The limited evidence of social sharing thus far is hardly surprising – firstly the S60 has yet to go on sale and user sentiment depends heavily on ‘actual experience’ of a brand – secondly the starting point for the Volvo brand is low in terms of the number of blogs, forums and communities already talking about the brand – there are nearly 5 times as many mentions of BMW or Audi on Twitter and considerably more enthusiast forums dedicated to these main German brands.

From the viewing figures (below) we see the typical pattern of early curiosity petering away when the actual videos are released (well, they were never likely to be as naughty as audiences would have wanted), then interest increases again where participation is sought (the crowd-sourcing bit), rising further for the more broadly relevant Social Experiment before dropping away again slightly, although we suspect the final numbers will show the crowd-sourced Level 4 videos to remain most popular.

Dataset extract:
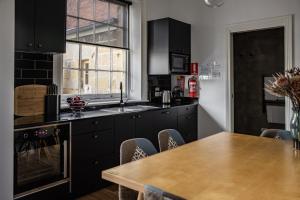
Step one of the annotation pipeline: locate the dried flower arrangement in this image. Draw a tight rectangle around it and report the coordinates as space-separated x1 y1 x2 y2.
265 67 300 111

Directions for this task: Pick up the commentary on online interest in the Volvo S60 after its last sentence and continue it.

Task output:
Campaign Stage Views on YouTube
Prologue 107,322
Naughty Volvo – Level 1 11,948
Naughty Volvo – Level 2 7,726
Naughty Volvo – Level 3 15,264
Crowd-sourcing Promotions 16,723
The Social Experiment 32,926
Naughty Volvo – Level 4 29,488
Behind-the-Scenes Review 925
Naughty Track Days 759


What happens next?

The Naughty Volvo campaign is a perfect example of one where initial response should not be used as the only measure of success, the first stage has been focused on communicating Volvo’s intent to compete in this sector – the recent Volvo V60 video (the estate version of this new S60) has already achieved more than 130,000 views on YouTube which arguably would not have been possible without the earlier stages of the Naughty Volvo campaign.

However the campaign still has a ‘corporate’ feel to it (amplifying the brand more so than the intended audience), we’ve already mentioned how the average internet user is likely to be confused by the sheer breadth of video content and the target user seems to be the non-enthusiast, rather than the more naturally outspoken opinion maker.

Any social media campaign can be looked at in three phases; priming (building awareness and creating a more receptive audience), facilitating conversation (usually pinpointing potential advocates and feeding the debate within social hubs), and finally demonstrating reward (amplifying the feedback and experiences of audiences who’ve been engaged by the campaign) which then invites further interest.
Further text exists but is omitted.